(REQUIREMENTS):
Please write out these lines again, swapping "keypoint" for "marker" and leaving everything else unchanged.

>> START PROVIDED MATERIAL

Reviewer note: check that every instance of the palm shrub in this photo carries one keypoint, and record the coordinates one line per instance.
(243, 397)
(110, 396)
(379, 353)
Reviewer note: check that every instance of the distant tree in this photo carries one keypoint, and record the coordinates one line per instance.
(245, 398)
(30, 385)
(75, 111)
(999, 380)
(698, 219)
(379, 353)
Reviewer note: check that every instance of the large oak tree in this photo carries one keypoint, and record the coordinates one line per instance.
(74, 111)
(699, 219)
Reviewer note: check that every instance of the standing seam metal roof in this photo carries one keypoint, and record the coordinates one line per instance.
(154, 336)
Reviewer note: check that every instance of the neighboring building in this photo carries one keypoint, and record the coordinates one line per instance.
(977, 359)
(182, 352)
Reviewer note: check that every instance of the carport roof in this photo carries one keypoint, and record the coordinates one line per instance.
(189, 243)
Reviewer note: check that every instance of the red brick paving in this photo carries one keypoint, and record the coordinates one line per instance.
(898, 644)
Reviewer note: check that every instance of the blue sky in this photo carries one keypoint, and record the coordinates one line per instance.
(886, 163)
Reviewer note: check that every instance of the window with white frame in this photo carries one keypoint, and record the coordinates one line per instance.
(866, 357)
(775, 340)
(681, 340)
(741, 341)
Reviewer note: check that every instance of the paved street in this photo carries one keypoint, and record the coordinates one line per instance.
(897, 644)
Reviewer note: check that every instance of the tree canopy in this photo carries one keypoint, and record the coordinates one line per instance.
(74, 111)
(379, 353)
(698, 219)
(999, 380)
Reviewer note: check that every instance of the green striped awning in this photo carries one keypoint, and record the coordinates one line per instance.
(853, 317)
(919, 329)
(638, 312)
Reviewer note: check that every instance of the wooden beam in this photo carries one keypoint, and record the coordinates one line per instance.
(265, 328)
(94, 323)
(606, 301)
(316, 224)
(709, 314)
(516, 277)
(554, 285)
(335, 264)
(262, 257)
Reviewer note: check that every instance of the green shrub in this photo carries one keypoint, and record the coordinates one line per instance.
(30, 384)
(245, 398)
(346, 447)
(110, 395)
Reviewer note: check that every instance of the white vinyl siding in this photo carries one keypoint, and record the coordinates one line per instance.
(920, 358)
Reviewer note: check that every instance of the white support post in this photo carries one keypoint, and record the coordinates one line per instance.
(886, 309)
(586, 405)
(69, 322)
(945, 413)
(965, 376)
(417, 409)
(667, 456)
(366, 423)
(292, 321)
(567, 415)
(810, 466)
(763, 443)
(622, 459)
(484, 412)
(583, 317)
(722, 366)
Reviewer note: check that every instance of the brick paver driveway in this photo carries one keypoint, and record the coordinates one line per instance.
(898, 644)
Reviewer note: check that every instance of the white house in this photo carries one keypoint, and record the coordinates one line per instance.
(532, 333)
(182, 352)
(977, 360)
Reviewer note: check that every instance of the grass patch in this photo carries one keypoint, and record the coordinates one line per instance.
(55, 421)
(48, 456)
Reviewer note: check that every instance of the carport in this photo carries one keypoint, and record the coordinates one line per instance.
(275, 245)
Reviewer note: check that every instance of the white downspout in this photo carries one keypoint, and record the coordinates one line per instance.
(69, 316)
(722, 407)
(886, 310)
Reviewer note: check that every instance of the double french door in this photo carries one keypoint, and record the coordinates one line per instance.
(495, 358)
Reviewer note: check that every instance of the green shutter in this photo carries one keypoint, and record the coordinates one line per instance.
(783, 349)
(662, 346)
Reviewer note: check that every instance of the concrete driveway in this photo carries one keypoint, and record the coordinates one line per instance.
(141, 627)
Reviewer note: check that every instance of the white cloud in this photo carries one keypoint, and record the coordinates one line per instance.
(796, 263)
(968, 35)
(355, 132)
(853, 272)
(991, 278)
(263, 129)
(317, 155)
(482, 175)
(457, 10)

>> END PROVIDED MATERIAL

(RESULT OF THIS TASK):
Reviewer note: check that every instance of the palm shrub in this photo carries one marker, and record the coordinates one line per instance.
(243, 397)
(110, 396)
(379, 353)
Reviewer note: check that every instance of the distant tree in this photo carries one marker, and record the coordinates one line per instance.
(245, 398)
(30, 385)
(75, 111)
(999, 380)
(698, 219)
(379, 353)
Reviewer note: check that every instance of the large oak tree in this photo carries one marker, and record the coordinates one line per instance.
(74, 111)
(699, 219)
Reviewer note: check that every instance of the standing seam metal roof in this photo carries one marker, and record the coordinates one line per instance.
(154, 336)
Reviewer note: check that every instance of the neighboring building in this photo carries one marker, and record the coordinates one line per instance.
(977, 359)
(182, 352)
Reviewer note: check that every instance of the carport roof in this photo carries one marker, and record the coordinates one line per instance.
(189, 243)
Reviewer note: check that every instance of the red brick paving in this photo carries one marker, and record the coordinates one line per instance.
(898, 644)
Reviewer note: check that every instance of the blue sky in this photo carries one marker, and record the coordinates one line per instance.
(886, 163)
Reviewer note: check that every instance of the window with white frame in this photo carries one marker, and record the coordinates one line per instance.
(866, 357)
(775, 340)
(681, 340)
(741, 341)
Reviewer note: check that every instance of the paved street in this photo carries one marker, and record the coordinates one line per instance.
(897, 644)
Reviewer note: check that every instance of the tree canopy in this photo carries one marker, and record the coordinates one line per instance.
(74, 111)
(379, 353)
(698, 219)
(999, 380)
Reviewer note: check that every instance of the green striped awning in this photo carries one marker, and record the coordinates one line per instance.
(853, 317)
(919, 329)
(638, 312)
Reviewer note: check that every instance of the wooden beam in this photo carries one marker, and record the coordinates one line per instance.
(265, 328)
(94, 323)
(606, 301)
(316, 224)
(709, 314)
(516, 277)
(554, 285)
(335, 264)
(262, 257)
Reviewer note: check that every instance of the green shrub in this photo carries one marker, and record the coordinates one line per instance.
(30, 384)
(245, 398)
(346, 447)
(110, 395)
Reviewer note: check that every instance of the white vinyl siding in this photo carries one marker, and record the coordinates one line per instance.
(920, 358)
Reviewer note: check that every instance of the white support post in this photo carries one marker, and record the coordinates one line per instance.
(886, 309)
(586, 405)
(69, 322)
(945, 413)
(965, 376)
(417, 409)
(667, 456)
(366, 423)
(292, 321)
(567, 415)
(810, 466)
(763, 443)
(622, 459)
(484, 412)
(583, 317)
(722, 366)
Reviewer note: check that every instance of the brick paver driveway in this photo carries one marker, and record the coordinates one line per instance.
(898, 644)
Reviewer note: check that every instance of the white house in this photo carries one marker, and record the coordinates one line per instance.
(532, 333)
(182, 352)
(977, 360)
Reviewer note: check that every instance of the grass patch in this photo carries one marker, and record the coordinates one line per instance.
(55, 421)
(48, 456)
Reviewer note: check that every instance of the carport in this photo carries one marker, and record the coordinates one line per instance.
(275, 245)
Reviewer note: check that every instance of the white downspout in this photo carries one marker, and record the coordinates one line per instance.
(69, 316)
(722, 407)
(886, 310)
Reviewer note: check that every instance of the double french door in this photo carries one marker, and record the coordinates one line per instance.
(495, 358)
Reviewer note: check that every instance of the green shutter in this photo carries one marker, and record the coordinates one line per instance.
(783, 349)
(662, 346)
Reviewer note: check that every instance of the concrete driveway in this photo carries one marker, and record the coordinates one line per instance.
(141, 627)
Reviewer note: check that every instance of the white cloud in this photo carries one marker, and record the coordinates one line per instance.
(796, 263)
(968, 35)
(355, 132)
(853, 272)
(991, 278)
(263, 129)
(317, 155)
(482, 175)
(457, 10)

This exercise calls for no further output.